What is needed:
Gather every line of the records below that contains the word "jeans", and reproduce each line in its original order.
┌─ Task data
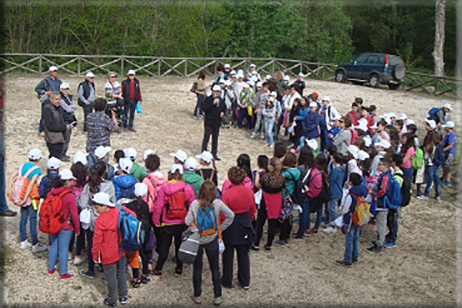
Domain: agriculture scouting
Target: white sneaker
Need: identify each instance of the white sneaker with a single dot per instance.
(25, 245)
(38, 248)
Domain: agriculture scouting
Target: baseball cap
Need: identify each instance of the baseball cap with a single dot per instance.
(102, 198)
(53, 163)
(34, 154)
(102, 151)
(180, 155)
(141, 189)
(190, 164)
(176, 167)
(126, 164)
(205, 156)
(66, 175)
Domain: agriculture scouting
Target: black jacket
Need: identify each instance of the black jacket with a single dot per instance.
(212, 112)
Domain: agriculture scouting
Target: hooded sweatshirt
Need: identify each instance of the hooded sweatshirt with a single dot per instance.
(166, 191)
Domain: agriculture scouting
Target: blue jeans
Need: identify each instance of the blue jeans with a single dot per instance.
(432, 173)
(28, 212)
(269, 131)
(351, 244)
(59, 244)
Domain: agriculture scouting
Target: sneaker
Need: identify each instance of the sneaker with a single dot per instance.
(68, 276)
(37, 248)
(25, 245)
(87, 274)
(218, 301)
(79, 260)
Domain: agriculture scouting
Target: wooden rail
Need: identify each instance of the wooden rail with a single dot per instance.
(79, 65)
└─
Solution:
Target: blue jeans
Need: identify each instance of the blue jeans with a single dot per instance.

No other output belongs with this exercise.